Dataset rows
--*--

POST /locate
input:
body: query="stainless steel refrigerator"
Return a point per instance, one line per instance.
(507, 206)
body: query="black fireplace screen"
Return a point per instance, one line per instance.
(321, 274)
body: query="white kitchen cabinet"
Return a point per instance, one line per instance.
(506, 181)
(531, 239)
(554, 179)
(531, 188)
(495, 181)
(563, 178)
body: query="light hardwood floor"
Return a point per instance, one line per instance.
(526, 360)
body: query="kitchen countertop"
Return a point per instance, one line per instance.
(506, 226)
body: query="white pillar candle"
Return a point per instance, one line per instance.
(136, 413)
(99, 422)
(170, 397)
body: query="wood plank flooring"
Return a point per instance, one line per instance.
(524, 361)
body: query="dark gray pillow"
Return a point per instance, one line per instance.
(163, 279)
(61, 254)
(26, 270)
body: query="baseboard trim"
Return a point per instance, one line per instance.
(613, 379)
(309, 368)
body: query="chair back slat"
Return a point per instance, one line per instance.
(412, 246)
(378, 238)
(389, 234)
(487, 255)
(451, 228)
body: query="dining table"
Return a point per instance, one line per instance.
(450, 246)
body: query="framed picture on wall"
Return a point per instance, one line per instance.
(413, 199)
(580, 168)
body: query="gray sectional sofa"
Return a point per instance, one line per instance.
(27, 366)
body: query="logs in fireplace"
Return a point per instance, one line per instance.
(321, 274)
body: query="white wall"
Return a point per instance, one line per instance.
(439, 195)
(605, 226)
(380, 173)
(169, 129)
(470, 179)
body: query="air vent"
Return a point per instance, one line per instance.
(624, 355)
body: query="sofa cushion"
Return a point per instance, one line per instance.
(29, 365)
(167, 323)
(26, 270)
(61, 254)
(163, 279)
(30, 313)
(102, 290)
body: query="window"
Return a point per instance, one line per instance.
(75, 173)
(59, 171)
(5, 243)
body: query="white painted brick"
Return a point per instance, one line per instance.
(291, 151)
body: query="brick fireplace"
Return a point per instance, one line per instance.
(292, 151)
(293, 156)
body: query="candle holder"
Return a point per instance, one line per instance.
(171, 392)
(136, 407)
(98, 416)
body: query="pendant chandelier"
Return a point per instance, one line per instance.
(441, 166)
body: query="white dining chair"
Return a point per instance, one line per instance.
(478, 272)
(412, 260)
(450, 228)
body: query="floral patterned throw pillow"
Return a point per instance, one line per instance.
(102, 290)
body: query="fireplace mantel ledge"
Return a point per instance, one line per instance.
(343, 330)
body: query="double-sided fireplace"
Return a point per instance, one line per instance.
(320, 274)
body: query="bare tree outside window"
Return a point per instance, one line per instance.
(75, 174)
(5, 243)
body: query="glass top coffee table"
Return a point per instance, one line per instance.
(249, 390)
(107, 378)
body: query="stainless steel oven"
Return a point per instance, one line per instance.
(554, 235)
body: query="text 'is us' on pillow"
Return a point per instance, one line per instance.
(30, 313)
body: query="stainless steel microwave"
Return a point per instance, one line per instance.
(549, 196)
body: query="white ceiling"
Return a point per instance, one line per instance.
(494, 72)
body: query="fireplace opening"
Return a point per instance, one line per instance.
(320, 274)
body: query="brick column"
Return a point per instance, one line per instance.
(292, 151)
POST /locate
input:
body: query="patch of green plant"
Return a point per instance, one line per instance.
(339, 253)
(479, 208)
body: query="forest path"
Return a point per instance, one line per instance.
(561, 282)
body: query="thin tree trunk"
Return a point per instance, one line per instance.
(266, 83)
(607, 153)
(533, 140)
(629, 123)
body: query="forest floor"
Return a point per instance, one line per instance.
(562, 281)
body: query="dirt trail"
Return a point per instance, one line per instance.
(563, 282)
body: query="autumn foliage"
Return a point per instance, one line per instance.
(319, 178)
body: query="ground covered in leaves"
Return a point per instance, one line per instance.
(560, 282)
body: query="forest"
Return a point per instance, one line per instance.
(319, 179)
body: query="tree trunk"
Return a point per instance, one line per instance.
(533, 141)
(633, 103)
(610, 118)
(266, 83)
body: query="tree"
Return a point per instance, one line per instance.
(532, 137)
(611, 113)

--*--

# WRITTEN INSTRUCTION
Extract every line of the rows above that contains the string "sofa". Matching is case-sensitive.

# FINAL RESULT
body: query="gray sectional sofa"
body: query="sofa cushion"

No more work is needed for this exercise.